— Given records —
------------------------------
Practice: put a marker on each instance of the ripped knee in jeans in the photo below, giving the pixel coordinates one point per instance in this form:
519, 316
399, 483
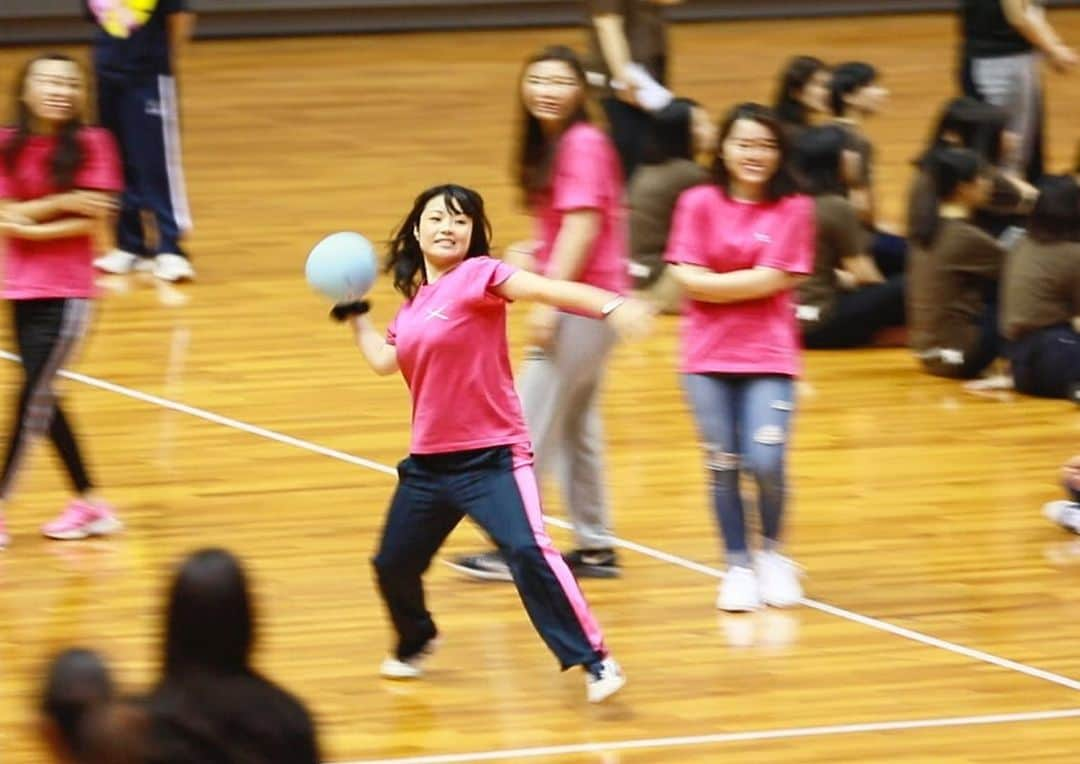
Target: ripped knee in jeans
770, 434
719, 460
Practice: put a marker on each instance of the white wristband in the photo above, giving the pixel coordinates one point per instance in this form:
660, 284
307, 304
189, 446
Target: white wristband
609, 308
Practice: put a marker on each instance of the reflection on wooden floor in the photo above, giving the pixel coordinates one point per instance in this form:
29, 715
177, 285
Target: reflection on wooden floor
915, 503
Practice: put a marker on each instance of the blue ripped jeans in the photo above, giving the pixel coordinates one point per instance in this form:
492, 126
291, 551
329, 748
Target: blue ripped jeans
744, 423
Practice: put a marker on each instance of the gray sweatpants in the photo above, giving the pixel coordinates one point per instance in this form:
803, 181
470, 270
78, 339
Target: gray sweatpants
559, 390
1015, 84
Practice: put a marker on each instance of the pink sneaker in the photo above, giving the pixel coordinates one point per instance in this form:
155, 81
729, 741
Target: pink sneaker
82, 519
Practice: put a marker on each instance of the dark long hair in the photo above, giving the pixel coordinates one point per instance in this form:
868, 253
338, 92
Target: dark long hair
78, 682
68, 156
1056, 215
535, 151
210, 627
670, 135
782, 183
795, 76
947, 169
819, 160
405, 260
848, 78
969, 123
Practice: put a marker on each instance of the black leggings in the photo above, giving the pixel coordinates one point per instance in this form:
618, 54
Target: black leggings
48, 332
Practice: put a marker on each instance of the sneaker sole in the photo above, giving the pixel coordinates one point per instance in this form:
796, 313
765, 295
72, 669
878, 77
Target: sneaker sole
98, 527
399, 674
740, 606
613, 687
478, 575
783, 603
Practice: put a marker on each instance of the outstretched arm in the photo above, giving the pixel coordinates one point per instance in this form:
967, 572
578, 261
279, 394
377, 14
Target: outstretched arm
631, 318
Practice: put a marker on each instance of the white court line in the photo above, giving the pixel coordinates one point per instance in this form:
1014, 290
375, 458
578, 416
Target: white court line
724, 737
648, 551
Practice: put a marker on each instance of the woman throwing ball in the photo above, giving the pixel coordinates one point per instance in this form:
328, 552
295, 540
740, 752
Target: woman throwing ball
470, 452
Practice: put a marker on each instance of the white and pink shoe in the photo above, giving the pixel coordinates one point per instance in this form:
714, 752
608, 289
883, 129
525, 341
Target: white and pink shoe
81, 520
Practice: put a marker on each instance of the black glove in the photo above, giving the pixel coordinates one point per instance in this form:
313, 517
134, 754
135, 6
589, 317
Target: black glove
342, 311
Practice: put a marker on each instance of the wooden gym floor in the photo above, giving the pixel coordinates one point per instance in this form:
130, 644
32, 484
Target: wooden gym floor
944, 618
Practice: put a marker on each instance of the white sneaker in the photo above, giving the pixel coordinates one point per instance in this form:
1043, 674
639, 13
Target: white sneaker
------------------------------
— Your objective —
Output nothing but the records above, word for word, with the pictures removed.

— Solution to this problem —
Practice: put a marker on each instance of the ripped knee in jeans in the photo below, giving the pixel coordinates one point per instance in this form:
519, 316
399, 483
Target: ripped knee in jeans
770, 434
719, 460
Practice: put a marker on each instance of the white wristband in the photo above, giving the pixel coordinates one point per instance in this form:
660, 284
307, 304
189, 446
Target: white wristband
609, 308
Practice: put a marker on each instance of the reflection on wooden floor in the photo above, giving the pixel coordinates one point per instance in this form:
29, 715
177, 285
Target: reflection on wooden floor
915, 503
Practice: put a marker on each instance of the blue ripped jeans in the photo above, giving the pixel coordinates one point per instance in this form:
492, 126
291, 551
329, 748
Target: blue ripped jeans
744, 423
Practice: put a marker on each instance of the gray sweatpants in the photo above, giving the pixel coordinates one point per instance in this form:
803, 181
470, 270
78, 339
Target: gray sweatpants
559, 390
1015, 84
Practice: put a marker on each instance of the pink sneaker in the photo above, giving the pixel coordinates one point per instance in this form:
155, 81
729, 741
Target: pink sneaker
82, 519
Practice: put a marker on each instance of the dark long hair in the photo above, giving the pixel coordinates one point per instance in this form:
868, 253
338, 92
Target: dark long hair
78, 682
68, 156
1056, 215
535, 151
210, 627
670, 135
782, 183
795, 76
947, 169
819, 160
405, 260
848, 78
969, 123
Practice: put a marker on each instance of the black leggings in the photo above, giving the pixel coordinates one point per instance in this form:
618, 54
Target: black leggings
48, 332
Practice: put a marker on each instance of the sneaker sole in the photo above, giving the pixel coordinates one point per instance in this form:
796, 313
765, 295
72, 669
878, 77
Target: sneaker sole
98, 527
399, 674
740, 606
613, 687
478, 575
783, 603
Practice: put a marker on each instance of the outstretched arm in the photo above, giving the pixel coordinates one point per instance in this form:
967, 572
578, 261
279, 394
377, 14
Target: outstretched arm
631, 318
Practice: put a marker on each instance of the white court line in the photo above, giving the pixel coordinates one point per instance in this form:
1014, 290
375, 458
578, 416
Target: white court line
724, 737
648, 551
Practice: put a marker on each instance of the woman throwing ball in the photo above, giving the pixel coordinates one point per instance in this form:
328, 552
295, 540
740, 752
Target: woman throwing ball
470, 452
Practice: put a marker on each instance of the white and pink shoe in the photo above, giving the pixel coordinates one point per instance in this form:
714, 752
608, 289
883, 129
525, 341
Target: white and pink shoe
81, 520
Practice: put a marker on each instance of the black glove in the photo above, giving the pixel coordinates one point per instance in this form:
313, 517
134, 754
135, 6
589, 317
Target: black glove
342, 311
Practice: put a marker on each instance of the wooden gym floor in the photo above, giving the pixel coordinates one point per instance in this form:
130, 644
32, 484
Target: wooden gym floor
944, 618
Practice: put a marker on each instance of the white sneaker in the photo above, giving the pixel coordinates one point per instance in this form:
1043, 674
639, 13
Target: white sneaker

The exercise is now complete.